### PASSAGE
============================================================

This regiment, known as the ''Milwaukee Regiment,'' was organized at Camp Sigel, Milwaukee, and was mustered in at various dates from Aug. 15 to 21, 1862. It left the state Sept. 5, and reached Covington, Ky., on the 11th, whence it was sent to Louisville and assigned to the 37th brigade, 11th division.
It was first in action at the battle of Perryville, and of its conduct the brigade commander said: ''The 24th Wis. went forward with cheers and soon engaged the enemy's right, pouring in and keeping up a cross-fire which made sad havoc among them. This was the first brigade to break. * * * Both officers and men behaved with coolness and deliberation, marching to the front with the steadiness of veterans.''
The regiment proceeded to Crab Orchard and Bowling Green, reached Edgefield, near Nashville, on Nov. 8, and moved to Mill creek on the 22nd. It was engaged in the battle of Stone's River, losing 175 in killed, wounded and prisoners, after which it encamped at Murfreesboro until June.

============================================================

### INPUT DATA
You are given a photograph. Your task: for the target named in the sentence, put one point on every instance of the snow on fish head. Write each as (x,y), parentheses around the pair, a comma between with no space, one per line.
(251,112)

============================================================

### REQUIRED TASKS
- A) Reproduce the passage about the Milwaukee Regiment word for word, starting at "It was first" and ending at "Murfreesboro until June.".
- B) According to the passage about the Milwaukee Regiment, how many men did the regiment lose at the battle of Stone's River?
- C) Continue the passage about the Milwaukee Regiment from where it stops.
The data come from another source.

### OUTPUTS IN ORDER
- A)
It was first in action at the battle of Perryville, and of its conduct the brigade commander said: ''The 24th Wis. went forward with cheers and soon engaged the enemy's right, pouring in and keeping up a cross-fire which made sad havoc among them. This was the first brigade to break. * * * Both officers and men behaved with coolness and deliberation, marching to the front with the steadiness of veterans.''
The regiment proceeded to Crab Orchard and Bowling Green, reached Edgefield, near Nashville, on Nov. 8, and moved to Mill creek on the 22nd. It was engaged in the battle of Stone's River, losing 175 in killed, wounded and prisoners, after which it encamped at Murfreesboro until June.

- B) 175 in killed, wounded and prisoners.

- C)
In July and August it marched to Cowan, Tenn., and Bridgeport, Ala.; participated in the battle of Chickamauga, sustaining a loss of 105 in killed, wounded and missing; took an important part in the storming of Missionary Ridge, making the ascent under a heavy fire and carrying the enemy's position on the crest of the ridge, assisted in raising the siege of Knoxville, Tenn., and was then on guard duty until Jan. 15, 1864.
On the following day it dislodged the enemy from a piece of woods near Dandridge, and was then assigned to duty at division headquarters until May, when it joined the Atlanta movement.
On this campaign it was in action at Resaca and near Adairsville; was under fire at Dallas for 11 days; took part in the operations in front of Kennesaw Mountain; fought at Peachtree Creek, and was then on railroad, guard and garrison duty until Nov. 1.
It was with Gen. Thomas through Tennessee and Alabama during the fall, fought valiantly at Franklin one of the severest battles in which the regiment had been engaged and Gen. Stanley said: ''I will not absolutely say the 24th Wis. saved the battle of Franklin, but they had a great deal to do with saving it.''
It participated in the battle at Nashville in December and spent the remainder of the winter at Huntsville, Ala. It was mustered out at Nashville June 10, 1865.
Its original strength was 1,003. Gain by recruits, 74; total, 1,077. Loss by death, 173; desertion, 71; transfer, 138; discharge, 289; mustered out,406.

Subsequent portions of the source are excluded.